Transcribe word for word the portion of the pandas forum thread starting at "You likely want" and ending at "by (?i)(Invasive|Wild)".

* SUPPLIED TEXT
_ _ _ _
I have a dataframe which I want to group, filter columns by regex, and then sum.
My code looks like this:
import pandas as pd
df = pd.DataFrame({'ID':[1,1,2,2,3,3],
'Invasive' : [12,1,1,0,1,0],
'invasive': [1,4,5,3,4,6],
'Wild':[4,7,1,0,0,0],
'wild':[0,0,9,8,3,2],
'Crop':[0,0,0,0,0,0],
'Crop_2':[2,3,2,2,1,2]})
df.groupby(['ID']).filter(regex='(Invasive)|(invasive)|(Wild)|(wild)').sum()
The error message I get is:
DataFrameGroupBy.filter() missing 1 required positional argument: 'func'
I get the same Err message if groupby
comes after filter
Why does this happen? Where do I input the func
argument?
EDIT:
My Expected output is one column that has summed across the filtered columns and is grouped by ID. E.g.:
ID Output
0 1 29
1 2 27
2 3 16
CodePudding user response:
What you want to do doesn't make sense, groupby.filter
is to filter rows, not to be confused with DataFrame.filter
.
You likely want to filter the columns, then to aggregate:
df.filter(regex='(?i)(Invasive|Wild)').groupby(df['ID']).sum()
NB. I replaced (Invasive)|(invasive)|(Wild)|(wild)
by (?i)(Invasive|Wild)
, which means 'InvasiveOR
Wild` independently of the case.
Output:
Invasive invasive Wild wild
ID
1 13 5 11 0
2 1 8 1 17
3 1 10 0 5
edit:
the output that you show needs a further summation per row:
out = (df.filter(regex='(?i)(Invasive|Wild)')
.groupby(df['ID']).sum()
.sum(axis=1)
.reset_index(name='Output')
)
# or with summation before:
out = (df.filter(regex='(?i)(Invasive|Wild)')
.sum(axis=1)
.groupby(df['ID']).sum()
.reset_index(name='Output')
)
Output:
ID Output
0 1 29
1 2 27
2 3 16
_ _ _ _
* SUPPLIED ENTRIES
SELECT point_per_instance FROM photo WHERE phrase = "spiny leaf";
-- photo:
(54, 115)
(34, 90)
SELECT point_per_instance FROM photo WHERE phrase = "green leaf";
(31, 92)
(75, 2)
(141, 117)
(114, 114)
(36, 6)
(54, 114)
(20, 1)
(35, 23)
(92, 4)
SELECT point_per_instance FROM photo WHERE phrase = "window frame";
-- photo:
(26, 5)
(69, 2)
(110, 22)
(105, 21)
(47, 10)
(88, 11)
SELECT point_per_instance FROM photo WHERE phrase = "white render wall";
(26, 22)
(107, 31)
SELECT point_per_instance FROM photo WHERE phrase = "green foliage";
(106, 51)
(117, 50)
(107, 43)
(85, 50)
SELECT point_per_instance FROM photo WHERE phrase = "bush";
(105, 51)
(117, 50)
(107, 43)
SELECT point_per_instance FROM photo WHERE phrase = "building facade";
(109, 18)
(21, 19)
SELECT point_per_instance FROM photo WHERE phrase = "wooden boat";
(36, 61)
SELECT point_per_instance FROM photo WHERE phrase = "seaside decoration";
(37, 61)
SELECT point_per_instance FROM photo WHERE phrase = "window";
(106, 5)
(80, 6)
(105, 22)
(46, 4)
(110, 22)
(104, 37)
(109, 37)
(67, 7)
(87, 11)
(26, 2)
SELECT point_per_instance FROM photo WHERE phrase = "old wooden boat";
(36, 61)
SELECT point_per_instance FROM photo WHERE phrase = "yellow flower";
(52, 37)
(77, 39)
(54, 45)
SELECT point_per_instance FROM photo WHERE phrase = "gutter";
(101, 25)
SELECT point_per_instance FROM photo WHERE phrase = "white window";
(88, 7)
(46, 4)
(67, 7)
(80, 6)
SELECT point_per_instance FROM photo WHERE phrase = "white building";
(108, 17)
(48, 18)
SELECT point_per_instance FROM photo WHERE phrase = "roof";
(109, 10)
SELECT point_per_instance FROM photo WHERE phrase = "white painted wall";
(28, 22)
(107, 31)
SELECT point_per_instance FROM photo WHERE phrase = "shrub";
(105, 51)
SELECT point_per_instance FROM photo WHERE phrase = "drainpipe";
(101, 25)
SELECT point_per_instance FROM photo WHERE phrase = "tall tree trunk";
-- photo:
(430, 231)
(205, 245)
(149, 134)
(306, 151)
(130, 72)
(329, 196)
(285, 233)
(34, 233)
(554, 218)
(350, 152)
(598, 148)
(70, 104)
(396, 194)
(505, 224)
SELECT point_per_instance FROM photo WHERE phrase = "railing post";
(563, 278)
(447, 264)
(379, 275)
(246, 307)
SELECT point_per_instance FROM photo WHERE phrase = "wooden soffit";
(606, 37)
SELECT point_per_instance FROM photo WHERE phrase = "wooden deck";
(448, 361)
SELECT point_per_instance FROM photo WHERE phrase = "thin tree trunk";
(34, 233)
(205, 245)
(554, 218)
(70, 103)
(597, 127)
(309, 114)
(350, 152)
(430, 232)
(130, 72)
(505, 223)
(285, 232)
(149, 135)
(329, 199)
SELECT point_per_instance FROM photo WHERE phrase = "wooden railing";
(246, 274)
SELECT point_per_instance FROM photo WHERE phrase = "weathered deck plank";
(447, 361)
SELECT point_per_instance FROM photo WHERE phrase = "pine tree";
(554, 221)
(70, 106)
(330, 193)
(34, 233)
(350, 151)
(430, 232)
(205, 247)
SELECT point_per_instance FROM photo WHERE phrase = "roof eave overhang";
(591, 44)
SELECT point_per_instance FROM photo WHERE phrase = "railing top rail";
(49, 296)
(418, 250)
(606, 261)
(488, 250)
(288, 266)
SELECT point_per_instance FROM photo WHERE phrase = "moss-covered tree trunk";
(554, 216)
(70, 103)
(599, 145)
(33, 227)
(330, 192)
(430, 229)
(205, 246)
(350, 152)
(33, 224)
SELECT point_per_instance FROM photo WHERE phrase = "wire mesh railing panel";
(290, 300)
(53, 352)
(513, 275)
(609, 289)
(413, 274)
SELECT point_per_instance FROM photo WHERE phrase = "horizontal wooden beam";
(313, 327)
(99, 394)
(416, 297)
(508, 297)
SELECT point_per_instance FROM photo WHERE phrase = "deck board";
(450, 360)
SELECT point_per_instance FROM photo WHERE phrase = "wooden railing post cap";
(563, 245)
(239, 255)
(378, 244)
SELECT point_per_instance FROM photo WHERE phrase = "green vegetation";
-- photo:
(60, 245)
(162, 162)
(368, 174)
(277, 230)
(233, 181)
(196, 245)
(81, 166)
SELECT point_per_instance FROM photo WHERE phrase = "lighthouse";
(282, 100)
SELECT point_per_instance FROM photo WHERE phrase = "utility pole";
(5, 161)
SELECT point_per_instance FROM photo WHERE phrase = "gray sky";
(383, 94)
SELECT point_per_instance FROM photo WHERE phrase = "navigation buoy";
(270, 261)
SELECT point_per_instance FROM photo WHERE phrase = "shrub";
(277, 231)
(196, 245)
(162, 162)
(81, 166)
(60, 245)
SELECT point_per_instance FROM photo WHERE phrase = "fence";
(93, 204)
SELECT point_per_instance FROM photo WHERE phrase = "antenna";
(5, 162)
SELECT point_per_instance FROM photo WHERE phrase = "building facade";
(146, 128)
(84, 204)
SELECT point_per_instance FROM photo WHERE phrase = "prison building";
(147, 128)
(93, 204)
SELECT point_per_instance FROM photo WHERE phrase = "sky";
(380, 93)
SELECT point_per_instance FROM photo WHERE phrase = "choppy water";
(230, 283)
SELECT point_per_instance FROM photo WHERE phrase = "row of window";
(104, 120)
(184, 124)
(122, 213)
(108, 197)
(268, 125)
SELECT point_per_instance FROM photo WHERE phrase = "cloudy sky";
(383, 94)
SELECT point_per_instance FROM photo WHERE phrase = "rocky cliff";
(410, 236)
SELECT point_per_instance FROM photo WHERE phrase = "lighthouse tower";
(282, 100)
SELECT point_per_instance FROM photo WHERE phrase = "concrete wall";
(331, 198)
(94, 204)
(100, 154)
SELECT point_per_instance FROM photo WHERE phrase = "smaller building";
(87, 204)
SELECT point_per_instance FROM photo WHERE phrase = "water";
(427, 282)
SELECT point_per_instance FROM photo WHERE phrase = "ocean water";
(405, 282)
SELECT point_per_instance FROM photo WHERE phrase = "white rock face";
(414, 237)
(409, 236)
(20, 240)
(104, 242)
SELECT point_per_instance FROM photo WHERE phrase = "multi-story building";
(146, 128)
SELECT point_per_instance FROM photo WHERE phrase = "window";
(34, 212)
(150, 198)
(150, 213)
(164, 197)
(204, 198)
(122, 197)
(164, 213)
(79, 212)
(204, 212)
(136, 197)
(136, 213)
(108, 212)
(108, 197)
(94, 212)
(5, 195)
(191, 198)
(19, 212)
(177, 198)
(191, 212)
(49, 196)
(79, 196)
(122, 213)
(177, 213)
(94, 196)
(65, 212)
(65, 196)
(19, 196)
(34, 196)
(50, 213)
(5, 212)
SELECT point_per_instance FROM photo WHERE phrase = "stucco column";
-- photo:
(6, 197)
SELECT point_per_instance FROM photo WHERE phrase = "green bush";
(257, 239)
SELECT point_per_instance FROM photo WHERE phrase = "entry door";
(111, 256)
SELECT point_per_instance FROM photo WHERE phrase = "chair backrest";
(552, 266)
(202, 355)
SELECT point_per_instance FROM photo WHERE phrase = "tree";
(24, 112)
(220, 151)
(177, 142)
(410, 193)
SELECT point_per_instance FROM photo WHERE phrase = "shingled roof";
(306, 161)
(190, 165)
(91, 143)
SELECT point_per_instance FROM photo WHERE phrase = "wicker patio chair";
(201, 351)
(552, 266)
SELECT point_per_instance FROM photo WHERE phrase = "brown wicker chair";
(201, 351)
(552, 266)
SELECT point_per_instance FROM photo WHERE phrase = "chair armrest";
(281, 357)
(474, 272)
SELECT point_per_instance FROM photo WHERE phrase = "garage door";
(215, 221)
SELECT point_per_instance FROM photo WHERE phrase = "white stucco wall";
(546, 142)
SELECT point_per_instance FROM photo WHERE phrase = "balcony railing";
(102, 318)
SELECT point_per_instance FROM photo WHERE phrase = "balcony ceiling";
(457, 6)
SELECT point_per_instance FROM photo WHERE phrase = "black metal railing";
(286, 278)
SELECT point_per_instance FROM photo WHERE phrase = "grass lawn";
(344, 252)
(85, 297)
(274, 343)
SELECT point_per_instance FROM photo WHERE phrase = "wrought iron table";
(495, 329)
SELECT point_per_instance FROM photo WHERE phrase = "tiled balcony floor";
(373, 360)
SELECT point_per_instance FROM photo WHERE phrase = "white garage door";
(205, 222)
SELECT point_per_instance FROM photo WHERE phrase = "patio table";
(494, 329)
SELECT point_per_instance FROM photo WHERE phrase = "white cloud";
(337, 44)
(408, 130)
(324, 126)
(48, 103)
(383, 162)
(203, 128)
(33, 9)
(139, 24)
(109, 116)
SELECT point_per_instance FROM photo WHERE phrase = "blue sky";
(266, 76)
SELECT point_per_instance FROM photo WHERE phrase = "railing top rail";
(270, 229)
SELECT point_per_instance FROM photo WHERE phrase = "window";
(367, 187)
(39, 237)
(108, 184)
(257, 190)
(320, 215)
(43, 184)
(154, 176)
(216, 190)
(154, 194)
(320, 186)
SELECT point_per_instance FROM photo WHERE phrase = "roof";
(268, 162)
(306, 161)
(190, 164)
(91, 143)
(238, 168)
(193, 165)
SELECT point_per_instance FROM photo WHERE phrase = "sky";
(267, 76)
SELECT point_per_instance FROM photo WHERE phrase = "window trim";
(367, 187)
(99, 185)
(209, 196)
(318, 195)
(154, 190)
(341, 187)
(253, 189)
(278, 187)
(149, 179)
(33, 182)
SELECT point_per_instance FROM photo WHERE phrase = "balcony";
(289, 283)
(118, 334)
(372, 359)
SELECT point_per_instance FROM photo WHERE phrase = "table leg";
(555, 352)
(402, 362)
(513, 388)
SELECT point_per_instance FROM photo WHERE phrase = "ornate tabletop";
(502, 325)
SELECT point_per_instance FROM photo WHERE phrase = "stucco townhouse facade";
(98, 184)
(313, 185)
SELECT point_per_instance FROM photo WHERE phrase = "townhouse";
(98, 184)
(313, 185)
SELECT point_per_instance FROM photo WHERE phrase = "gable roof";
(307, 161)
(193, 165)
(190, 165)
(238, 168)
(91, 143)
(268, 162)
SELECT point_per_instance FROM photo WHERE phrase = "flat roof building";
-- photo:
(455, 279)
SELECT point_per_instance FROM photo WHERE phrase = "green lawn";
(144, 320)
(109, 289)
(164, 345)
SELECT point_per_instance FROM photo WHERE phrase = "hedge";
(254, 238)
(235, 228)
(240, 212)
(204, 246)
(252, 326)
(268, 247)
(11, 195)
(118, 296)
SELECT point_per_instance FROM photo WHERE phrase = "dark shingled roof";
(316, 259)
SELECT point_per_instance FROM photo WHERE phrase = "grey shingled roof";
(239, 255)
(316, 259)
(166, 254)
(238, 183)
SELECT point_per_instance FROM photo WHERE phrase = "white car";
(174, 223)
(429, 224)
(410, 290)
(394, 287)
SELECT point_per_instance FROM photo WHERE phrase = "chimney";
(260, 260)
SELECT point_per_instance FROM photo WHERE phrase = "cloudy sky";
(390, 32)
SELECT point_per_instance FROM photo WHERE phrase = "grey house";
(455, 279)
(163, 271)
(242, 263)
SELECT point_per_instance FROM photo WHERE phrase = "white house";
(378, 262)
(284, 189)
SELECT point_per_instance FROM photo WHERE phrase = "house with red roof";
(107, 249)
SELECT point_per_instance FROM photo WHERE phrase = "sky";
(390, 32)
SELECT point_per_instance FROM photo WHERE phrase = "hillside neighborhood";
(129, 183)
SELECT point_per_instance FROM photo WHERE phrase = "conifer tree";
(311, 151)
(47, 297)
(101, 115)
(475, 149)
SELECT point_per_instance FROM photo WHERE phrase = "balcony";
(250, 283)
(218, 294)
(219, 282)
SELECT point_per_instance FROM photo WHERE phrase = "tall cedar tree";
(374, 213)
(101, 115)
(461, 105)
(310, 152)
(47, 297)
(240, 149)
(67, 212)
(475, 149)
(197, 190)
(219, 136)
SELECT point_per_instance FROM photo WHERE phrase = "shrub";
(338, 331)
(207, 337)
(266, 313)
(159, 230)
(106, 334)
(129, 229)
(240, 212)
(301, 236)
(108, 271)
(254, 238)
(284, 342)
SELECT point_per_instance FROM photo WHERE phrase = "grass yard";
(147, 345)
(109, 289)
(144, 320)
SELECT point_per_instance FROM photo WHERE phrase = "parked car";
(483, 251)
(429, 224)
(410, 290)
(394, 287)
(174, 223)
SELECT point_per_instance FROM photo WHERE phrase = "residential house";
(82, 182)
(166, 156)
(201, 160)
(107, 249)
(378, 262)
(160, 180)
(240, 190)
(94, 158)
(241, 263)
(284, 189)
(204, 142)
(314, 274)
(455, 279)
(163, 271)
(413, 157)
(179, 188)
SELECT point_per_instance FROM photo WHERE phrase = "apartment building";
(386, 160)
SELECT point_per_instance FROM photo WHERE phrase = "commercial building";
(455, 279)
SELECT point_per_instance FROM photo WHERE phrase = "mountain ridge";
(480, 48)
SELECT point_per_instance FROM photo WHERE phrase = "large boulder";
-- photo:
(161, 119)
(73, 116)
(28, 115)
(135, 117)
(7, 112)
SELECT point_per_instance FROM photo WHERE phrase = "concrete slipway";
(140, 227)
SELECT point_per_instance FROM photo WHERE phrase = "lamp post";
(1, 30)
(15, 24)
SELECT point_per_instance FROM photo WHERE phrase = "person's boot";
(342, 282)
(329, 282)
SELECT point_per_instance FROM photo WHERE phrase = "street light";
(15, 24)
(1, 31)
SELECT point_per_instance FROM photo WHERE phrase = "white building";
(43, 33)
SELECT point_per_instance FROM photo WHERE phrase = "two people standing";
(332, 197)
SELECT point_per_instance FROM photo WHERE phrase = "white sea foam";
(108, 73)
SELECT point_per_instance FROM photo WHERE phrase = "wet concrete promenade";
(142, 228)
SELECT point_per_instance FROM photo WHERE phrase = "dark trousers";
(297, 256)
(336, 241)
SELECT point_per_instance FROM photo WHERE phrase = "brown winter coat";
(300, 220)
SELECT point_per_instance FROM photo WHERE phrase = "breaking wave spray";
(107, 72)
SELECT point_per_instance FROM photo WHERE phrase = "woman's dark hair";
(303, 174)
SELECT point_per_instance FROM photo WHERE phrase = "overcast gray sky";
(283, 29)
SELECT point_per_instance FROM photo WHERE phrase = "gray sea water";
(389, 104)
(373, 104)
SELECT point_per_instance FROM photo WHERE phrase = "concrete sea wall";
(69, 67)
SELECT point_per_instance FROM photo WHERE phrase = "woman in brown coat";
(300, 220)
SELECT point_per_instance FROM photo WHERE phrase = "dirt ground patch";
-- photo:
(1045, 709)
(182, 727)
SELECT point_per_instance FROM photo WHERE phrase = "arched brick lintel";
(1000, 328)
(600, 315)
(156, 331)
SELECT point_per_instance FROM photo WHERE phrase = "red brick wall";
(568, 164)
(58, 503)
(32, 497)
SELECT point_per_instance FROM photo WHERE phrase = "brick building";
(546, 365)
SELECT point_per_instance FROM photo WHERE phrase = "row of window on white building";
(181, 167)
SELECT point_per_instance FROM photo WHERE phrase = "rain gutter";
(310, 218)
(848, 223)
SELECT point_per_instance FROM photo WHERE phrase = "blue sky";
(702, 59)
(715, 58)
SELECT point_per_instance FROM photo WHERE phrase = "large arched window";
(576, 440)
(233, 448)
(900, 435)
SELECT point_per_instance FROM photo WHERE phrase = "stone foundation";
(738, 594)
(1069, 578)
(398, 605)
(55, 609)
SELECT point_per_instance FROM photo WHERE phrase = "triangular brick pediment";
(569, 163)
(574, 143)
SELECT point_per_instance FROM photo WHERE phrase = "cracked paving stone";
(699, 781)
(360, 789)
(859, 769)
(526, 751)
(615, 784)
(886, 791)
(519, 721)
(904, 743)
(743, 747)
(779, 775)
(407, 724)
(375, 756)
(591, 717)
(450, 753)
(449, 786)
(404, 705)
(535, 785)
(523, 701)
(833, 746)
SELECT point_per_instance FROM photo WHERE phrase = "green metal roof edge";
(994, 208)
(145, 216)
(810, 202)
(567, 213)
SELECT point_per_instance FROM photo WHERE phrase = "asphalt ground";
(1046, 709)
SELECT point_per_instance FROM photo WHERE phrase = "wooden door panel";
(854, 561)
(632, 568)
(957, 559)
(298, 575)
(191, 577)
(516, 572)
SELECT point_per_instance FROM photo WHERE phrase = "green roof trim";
_ _ _ _
* REPLY TO THE EXERCISE
You likely want to filter the columns, then to aggregate:
df.filter(regex='(?i)(Invasive|Wild)').groupby(df['ID']).sum()
NB. I replaced (Invasive)|(invasive)|(Wild)|(wild)
by (?i)(Invasive|Wild)